▸ **Aufgaben**
A. In welchem Jahr gingen laut dem Auszug die ersten AGC-Fahrzeuge in Betrieb?
B. Nenne alle Antriebsvarianten der AGC-Fahrzeuge, die der Auszug aufzählt.
C. Gib den Abschnitt des Auszugs wörtlich wieder, der bei „Attraktive Einsatzszenarien in“ beginnt und bei „additiv gefertigten Komponente.“ endet.

▸ **Auszug**
"""
Attraktive Einsatzszenarien in Niederflurfahrzeugen oder Hochgeschwindigkeitsanwendungen
Rund 700 AGC-Fahrzeuge setzt die SNCF in verschiedenen Ausführungen und als Diesel-, elektrische und Zweikraft-Varianten quer durch die Republik ein. „Die ersten gingen im Jahr 2004 in Betrieb. Jetzt ist mit dem Midlife-Overhaul genau der richtige Zeitpunkt, um neue Komponenten zu integrieren“, erklärt der Ingenieur. Zwei Steuerungstafeln sind pro Zug verbaut. In drei Zügen werden jeweils eine von ihnen durch die neue, 3D-gedruckte Variante ersetzt. Auf mindestens zwei Jahre ist der Feldversuch terminiert. Er ist SNCF-weit der erste mit einer neuen additiv gefertigten Komponente.
"""
▸ **Bereitgestelltes Material**
"""
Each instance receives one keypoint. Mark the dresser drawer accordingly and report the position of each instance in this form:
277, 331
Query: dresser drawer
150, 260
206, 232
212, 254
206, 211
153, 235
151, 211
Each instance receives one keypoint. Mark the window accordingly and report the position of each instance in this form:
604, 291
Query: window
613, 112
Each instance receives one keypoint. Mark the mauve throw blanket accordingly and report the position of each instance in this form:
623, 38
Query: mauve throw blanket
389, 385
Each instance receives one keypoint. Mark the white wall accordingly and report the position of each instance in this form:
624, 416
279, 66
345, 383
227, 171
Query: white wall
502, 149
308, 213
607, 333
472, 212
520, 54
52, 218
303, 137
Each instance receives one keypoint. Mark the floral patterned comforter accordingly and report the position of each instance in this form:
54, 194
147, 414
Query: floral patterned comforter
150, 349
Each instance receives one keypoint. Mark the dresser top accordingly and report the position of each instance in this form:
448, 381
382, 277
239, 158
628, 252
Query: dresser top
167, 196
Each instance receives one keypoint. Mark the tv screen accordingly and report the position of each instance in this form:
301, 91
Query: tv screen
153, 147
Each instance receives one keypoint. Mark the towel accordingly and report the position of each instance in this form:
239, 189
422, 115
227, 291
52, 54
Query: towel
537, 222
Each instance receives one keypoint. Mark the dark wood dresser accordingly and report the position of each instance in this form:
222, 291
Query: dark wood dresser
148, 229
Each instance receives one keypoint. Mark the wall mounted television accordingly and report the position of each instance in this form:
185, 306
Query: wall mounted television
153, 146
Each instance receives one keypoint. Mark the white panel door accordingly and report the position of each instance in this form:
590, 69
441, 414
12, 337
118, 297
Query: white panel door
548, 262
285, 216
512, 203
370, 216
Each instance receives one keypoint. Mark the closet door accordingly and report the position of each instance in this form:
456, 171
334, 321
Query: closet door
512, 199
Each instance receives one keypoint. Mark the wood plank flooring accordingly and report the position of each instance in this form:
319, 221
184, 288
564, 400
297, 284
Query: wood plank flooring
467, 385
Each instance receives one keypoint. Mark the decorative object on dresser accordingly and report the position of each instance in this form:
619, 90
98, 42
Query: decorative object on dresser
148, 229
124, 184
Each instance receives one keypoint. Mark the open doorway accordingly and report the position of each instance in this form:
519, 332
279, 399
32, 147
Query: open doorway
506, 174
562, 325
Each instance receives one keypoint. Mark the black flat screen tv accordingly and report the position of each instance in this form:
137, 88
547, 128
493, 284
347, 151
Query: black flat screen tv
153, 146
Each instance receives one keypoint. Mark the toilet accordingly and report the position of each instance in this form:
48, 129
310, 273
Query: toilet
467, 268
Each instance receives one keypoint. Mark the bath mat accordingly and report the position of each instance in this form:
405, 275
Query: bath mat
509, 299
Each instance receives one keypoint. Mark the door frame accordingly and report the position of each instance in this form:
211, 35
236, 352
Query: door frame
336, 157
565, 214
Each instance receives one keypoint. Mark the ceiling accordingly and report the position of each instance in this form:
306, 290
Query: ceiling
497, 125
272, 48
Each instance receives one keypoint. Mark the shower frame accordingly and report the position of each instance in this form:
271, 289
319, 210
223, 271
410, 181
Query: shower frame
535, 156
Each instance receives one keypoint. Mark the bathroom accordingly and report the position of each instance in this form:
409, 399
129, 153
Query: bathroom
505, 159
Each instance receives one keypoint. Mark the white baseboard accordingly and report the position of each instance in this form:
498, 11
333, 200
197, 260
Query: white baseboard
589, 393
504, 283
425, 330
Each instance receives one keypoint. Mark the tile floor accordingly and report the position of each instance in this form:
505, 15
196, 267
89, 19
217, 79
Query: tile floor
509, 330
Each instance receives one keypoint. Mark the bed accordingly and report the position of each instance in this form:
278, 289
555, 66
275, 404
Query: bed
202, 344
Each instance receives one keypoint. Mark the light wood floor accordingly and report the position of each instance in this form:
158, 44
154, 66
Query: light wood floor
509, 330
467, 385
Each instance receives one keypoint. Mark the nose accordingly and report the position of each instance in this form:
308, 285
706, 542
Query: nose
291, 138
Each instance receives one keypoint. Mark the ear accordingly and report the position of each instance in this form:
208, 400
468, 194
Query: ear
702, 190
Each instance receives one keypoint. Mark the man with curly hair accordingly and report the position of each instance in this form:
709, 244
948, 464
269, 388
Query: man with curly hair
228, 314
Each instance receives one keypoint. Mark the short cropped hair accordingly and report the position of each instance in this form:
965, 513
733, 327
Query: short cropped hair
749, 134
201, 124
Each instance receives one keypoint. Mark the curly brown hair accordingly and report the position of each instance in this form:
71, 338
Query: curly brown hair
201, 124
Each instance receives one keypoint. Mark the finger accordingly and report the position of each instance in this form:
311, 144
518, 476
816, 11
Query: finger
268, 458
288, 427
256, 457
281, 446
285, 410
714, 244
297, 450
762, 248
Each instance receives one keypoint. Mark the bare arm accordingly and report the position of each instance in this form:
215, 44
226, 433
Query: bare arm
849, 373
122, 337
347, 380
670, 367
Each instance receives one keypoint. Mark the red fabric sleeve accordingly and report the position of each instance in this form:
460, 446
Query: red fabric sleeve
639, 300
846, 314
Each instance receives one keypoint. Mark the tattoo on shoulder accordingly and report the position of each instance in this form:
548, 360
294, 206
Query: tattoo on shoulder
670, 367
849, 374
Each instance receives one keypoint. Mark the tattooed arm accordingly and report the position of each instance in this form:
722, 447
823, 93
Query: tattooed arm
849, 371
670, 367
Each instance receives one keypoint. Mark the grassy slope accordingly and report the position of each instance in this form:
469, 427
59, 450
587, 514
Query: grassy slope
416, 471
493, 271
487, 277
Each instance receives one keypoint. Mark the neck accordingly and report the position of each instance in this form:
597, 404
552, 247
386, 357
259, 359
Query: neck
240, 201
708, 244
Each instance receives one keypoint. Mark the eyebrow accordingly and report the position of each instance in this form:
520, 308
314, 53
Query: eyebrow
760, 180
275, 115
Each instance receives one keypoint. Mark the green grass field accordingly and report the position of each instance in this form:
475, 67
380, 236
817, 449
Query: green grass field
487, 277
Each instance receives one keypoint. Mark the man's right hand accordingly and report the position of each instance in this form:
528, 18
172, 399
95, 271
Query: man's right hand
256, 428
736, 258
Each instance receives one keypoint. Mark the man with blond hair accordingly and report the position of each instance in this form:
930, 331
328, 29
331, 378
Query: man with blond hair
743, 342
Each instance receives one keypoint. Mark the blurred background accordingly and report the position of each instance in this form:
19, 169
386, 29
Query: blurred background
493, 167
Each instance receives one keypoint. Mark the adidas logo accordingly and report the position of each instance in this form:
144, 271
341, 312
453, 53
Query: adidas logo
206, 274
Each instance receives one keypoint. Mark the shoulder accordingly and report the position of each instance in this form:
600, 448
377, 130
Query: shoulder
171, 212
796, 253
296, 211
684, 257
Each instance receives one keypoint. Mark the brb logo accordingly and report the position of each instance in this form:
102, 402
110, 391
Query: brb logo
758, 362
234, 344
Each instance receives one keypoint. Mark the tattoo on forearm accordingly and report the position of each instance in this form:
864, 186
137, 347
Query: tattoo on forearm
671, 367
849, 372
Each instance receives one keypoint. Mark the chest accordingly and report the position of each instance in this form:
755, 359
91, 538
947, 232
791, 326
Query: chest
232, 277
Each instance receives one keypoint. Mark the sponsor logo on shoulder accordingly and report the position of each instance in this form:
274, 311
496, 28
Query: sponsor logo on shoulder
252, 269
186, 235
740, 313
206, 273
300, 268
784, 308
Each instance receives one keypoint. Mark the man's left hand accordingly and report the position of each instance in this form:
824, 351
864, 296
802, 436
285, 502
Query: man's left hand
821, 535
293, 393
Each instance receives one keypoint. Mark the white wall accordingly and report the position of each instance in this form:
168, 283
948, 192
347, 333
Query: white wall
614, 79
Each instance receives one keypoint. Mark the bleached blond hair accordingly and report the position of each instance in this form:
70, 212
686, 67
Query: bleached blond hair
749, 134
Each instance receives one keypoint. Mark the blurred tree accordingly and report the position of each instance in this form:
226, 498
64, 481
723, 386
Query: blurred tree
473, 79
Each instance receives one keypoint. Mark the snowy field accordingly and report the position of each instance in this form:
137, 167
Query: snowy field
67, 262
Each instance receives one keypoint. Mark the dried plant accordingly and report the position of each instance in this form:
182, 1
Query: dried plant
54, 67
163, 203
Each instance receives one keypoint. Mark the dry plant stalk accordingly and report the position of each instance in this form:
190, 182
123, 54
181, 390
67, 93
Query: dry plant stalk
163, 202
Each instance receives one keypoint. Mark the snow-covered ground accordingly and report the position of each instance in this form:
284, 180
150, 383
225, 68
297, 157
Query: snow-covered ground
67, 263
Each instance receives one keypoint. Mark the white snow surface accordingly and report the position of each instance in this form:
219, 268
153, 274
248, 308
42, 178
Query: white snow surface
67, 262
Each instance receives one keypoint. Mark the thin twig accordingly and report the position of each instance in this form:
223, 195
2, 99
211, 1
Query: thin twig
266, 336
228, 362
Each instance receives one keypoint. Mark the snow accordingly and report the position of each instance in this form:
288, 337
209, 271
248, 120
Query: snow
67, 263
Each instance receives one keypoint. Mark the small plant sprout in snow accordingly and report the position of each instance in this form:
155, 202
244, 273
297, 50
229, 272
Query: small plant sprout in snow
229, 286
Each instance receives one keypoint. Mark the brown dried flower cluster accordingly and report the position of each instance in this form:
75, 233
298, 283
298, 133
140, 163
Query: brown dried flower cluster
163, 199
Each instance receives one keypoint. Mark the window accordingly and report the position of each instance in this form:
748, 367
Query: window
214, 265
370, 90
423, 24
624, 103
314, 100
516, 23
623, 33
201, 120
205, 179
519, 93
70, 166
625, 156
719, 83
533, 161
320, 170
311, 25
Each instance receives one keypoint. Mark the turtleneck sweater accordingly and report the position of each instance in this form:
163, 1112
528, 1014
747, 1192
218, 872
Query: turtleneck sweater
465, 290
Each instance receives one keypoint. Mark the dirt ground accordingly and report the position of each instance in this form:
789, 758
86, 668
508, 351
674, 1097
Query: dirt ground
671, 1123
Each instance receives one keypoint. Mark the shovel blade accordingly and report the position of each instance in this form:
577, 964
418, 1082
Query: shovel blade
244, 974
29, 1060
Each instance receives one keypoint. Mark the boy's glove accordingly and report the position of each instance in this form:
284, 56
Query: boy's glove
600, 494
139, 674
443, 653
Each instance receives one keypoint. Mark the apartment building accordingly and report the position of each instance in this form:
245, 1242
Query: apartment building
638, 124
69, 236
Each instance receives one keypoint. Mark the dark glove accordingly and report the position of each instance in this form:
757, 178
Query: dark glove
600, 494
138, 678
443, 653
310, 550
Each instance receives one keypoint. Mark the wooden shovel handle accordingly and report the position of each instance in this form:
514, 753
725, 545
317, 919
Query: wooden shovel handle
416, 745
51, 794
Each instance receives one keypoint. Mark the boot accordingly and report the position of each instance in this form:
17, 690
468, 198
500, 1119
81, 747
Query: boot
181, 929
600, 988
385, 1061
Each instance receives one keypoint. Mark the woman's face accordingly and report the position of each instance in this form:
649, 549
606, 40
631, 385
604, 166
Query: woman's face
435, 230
"""
▸ **Lösungen**
A. Im Jahr 2004.

B. Diesel-Variante, elektrische Variante, Zweikraft-Variante

C.
Attraktive Einsatzszenarien in Niederflurfahrzeugen oder Hochgeschwindigkeitsanwendungen
Rund 700 AGC-Fahrzeuge setzt die SNCF in verschiedenen Ausführungen und als Diesel-, elektrische und Zweikraft-Varianten quer durch die Republik ein. „Die ersten gingen im Jahr 2004 in Betrieb. Jetzt ist mit dem Midlife-Overhaul genau der richtige Zeitpunkt, um neue Komponenten zu integrieren“, erklärt der Ingenieur. Zwei Steuerungstafeln sind pro Zug verbaut. In drei Zügen werden jeweils eine von ihnen durch die neue, 3D-gedruckte Variante ersetzt. Auf mindestens zwei Jahre ist der Feldversuch terminiert. Er ist SNCF-weit der erste mit einer neuen additiv gefertigten Komponente.